▶ What to work on:
Will you output all of the data below exactly, omitting the images?

▶ Data shown:
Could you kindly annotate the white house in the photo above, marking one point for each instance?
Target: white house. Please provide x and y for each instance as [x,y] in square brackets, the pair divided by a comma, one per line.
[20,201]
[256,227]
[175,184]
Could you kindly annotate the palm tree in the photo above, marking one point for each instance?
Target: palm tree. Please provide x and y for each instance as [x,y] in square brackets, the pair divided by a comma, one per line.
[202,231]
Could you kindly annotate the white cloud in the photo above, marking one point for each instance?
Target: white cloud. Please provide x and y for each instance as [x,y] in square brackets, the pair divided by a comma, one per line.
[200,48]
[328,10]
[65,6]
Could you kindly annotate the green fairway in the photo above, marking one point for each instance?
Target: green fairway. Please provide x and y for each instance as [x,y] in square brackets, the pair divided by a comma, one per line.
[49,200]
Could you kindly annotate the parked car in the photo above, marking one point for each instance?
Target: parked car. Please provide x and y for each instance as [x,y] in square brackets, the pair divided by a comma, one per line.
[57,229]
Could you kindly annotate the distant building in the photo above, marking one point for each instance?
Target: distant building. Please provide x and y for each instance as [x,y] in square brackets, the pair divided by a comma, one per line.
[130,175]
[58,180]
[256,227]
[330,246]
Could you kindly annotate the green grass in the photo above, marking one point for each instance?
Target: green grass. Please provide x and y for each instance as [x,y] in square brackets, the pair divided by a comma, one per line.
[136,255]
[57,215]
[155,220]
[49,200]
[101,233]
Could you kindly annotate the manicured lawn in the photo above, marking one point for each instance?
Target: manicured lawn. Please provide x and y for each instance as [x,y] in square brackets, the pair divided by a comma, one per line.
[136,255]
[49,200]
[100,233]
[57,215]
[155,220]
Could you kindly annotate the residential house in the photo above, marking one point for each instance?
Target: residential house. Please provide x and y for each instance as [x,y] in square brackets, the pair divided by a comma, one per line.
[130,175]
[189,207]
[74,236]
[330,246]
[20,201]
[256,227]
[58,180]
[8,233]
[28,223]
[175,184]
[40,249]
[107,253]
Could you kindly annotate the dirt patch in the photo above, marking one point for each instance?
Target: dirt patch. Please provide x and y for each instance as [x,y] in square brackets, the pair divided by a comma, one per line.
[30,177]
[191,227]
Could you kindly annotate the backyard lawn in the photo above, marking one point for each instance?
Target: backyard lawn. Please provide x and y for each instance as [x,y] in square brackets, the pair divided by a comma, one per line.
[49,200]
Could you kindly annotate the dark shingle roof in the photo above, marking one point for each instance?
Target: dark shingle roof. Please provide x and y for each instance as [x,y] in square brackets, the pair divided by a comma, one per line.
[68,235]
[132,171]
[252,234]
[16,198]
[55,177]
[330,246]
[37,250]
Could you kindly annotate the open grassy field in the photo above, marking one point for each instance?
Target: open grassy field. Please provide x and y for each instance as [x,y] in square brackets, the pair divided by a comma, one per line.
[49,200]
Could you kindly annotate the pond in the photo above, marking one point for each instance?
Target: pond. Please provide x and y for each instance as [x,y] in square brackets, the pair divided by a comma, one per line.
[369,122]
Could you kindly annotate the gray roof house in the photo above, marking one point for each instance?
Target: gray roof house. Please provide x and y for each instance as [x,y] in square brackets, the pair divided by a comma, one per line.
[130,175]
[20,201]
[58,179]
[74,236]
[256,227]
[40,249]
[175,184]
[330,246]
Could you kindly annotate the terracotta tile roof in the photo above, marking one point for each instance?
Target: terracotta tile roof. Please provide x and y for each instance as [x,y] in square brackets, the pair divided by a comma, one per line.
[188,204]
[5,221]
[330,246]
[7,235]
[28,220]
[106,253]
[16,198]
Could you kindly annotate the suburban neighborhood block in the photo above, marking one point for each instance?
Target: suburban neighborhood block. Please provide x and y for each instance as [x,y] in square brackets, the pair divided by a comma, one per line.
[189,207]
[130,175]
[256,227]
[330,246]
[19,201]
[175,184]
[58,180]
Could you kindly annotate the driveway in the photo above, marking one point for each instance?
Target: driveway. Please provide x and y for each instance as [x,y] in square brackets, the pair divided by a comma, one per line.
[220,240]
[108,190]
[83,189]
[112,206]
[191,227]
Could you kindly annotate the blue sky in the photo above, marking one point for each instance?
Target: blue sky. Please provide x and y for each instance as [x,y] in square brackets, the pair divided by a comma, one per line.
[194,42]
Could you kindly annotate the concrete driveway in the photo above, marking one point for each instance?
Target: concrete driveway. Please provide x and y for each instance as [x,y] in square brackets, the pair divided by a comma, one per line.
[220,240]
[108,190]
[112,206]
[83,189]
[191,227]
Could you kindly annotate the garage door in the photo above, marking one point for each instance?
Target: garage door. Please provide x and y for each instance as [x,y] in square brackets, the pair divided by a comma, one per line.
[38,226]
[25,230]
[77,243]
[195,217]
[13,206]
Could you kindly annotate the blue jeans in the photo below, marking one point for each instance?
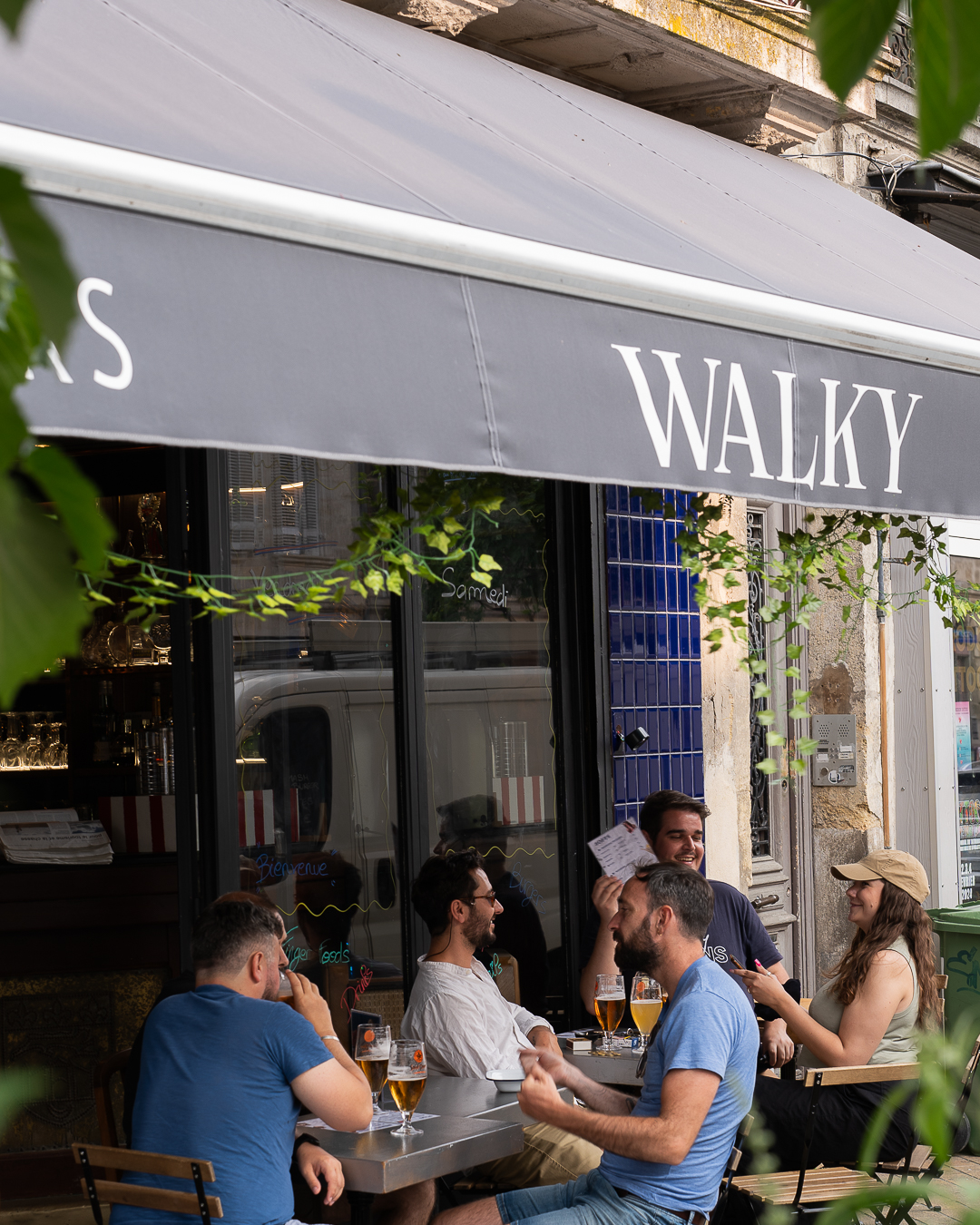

▶ Solution for this problem:
Could you kindly annotate the white house in the photo above, marking one point for each instance?
Target: white house. Please provide x and y for each instance as [x,y] in square brackets, the pair divided by a comma, one per line.
[20,201]
[256,227]
[175,184]
Could you kindly annotate the palm tree in the photo above, marking one point for each instance?
Target: palm tree. Please provide x and y for each instance as [x,y] in square brackets, the pair divided by a comma, one per line.
[202,231]
Could you kindly annotate the white cloud in the photo above, marking one point for each instance?
Target: white cloud. Please provide x and y for each instance as [x,y] in square brackets, the pair divided by a comma, one per line.
[200,48]
[328,10]
[65,6]
Could you kindly annotate the green fairway in the photo above, marking one point for each instance?
Target: green fairway. Please provide x and y for each instance as [x,y] in square brackets, the pair divided by a comma, one per line.
[49,200]
Could you kindly annotate the parked car in the photo above, marking one point for each instance?
Target: parked car. Please provide x and y for each instance as [x,y] in square brackets, the pair divided by a comma, one per line.
[57,229]
Could you kindly annotate the distant building in the photo above, marking one point for each instance?
Target: distant building. Please provide x and y for each instance as [x,y] in square brackets, the pair divided by a comma, one per line.
[130,175]
[58,180]
[256,227]
[330,246]
Could you kindly annotate the green grass in the photo above, marking one point for each instance?
Target: green grass. Please provide x and y for each instance as [x,y] in square brackets, the pair divided by a comma, one per line.
[136,255]
[57,215]
[155,220]
[49,200]
[101,233]
Could you kindly annotate the manicured lawn in the photo above, marking one point for each instance?
Target: manicured lawn. Please provide x and y for each instance as [x,y] in square brackets, the pair divided by a comma, one per line.
[136,255]
[49,200]
[100,233]
[57,215]
[155,220]
Could you kindly annotate the residential house in the photo above, marking one point for each instance?
Target: residential house. Please provide x and y for each instance as [x,y] in square brackets, the pair divided by a comma, one per line.
[130,175]
[189,207]
[74,236]
[330,246]
[20,201]
[256,227]
[58,180]
[8,233]
[28,223]
[175,184]
[40,249]
[107,253]
Could you kindly annotate the dirt patch in the photo above, marking one point for each instance?
Target: dirt patch. Please provide x and y for each instance as [x,y] in square brackets, the pair divided by a comma, one per line.
[30,177]
[191,227]
Could you kindly annotate the backyard lawn in the photo above, marking one point for each instance?
Target: backyard lawn. Please provide x and y for each instance as [x,y] in square brackets, the pair divided by a comma, one per line.
[49,200]
Could you kindly annotate the dark shingle roof in the photo above, marking one point for each instance?
Target: dark shingle roof. Please provide x and y for each instance as [x,y] in square brackets, the pair divided by a comma, one per line.
[68,235]
[132,171]
[252,234]
[16,198]
[55,177]
[330,246]
[37,250]
Could you kindly annotate the open grassy field in the photo above, marking one point for each instance?
Target: open grassy field. Please provide x and y for each instance as [x,y] in square brackets, the pair divided by a comma, one per line.
[49,200]
Could you kindly annotate the pond in the photo above, marking one point for each instance?
Target: pond. Please provide x and y for each instance as [x,y] in square brackets, the pair divided by a comma, one per line.
[369,122]
Could you kindly annotate the gray roof house in the photo above, marking one point for each instance?
Target: gray roof house. Please provide x and y for each instance as [x,y] in square brackets, the pair divided by a comma, one per line.
[130,175]
[20,201]
[58,179]
[74,236]
[256,227]
[40,249]
[175,184]
[330,246]
Could you kindly annotate the terracotta tile roof in the photo above, marking one point for each instance?
Target: terracotta tile roof. Please provide x and y for each instance as [x,y] in square brackets, the pair divided by a comma, one per line.
[188,204]
[5,221]
[330,246]
[7,235]
[28,220]
[106,253]
[16,198]
Could you kindly annotate the suburban neighborhood block in the photo above, marking one point for each instance?
Target: suburban neighborhood block. Please provide x and y for each instance as [x,y] in square brackets, the pair divided by a comma, one per line.
[189,207]
[130,175]
[256,227]
[330,246]
[19,201]
[175,184]
[58,180]
Could you kindly annotate the driveway in the photo above, marking one point for each instance?
Target: driveway. Please provide x and y for each instance as [x,y] in square brackets, the pair divided by a comma, one per line.
[220,240]
[108,190]
[83,189]
[112,206]
[191,227]
Could you kindly annotate the blue sky in the photo above, marking one point for each instance?
Target: blue sky. Please provide x and y for each instance as [x,y] in square brackets, the pair divided by a comma, one per line.
[194,42]
Could you kindly annotate the concrete driveway in the photo above, marking one point for each instance?
Target: concrete driveway. Please provide x and y for each instance as [x,y] in square brackets, the pair divided by a comma, one per line.
[220,240]
[108,190]
[112,206]
[83,189]
[191,227]
Could you kindly annotate the garage door in the photo above, marking one point for each instance?
Target: garage door. Please provide x and y for each instance as [x,y] in square brackets, the pair divided by a comma, one per line.
[38,226]
[25,230]
[77,243]
[195,217]
[13,206]
Could you kindly annotate the blue jeans in the photo below, marking one point for each instance?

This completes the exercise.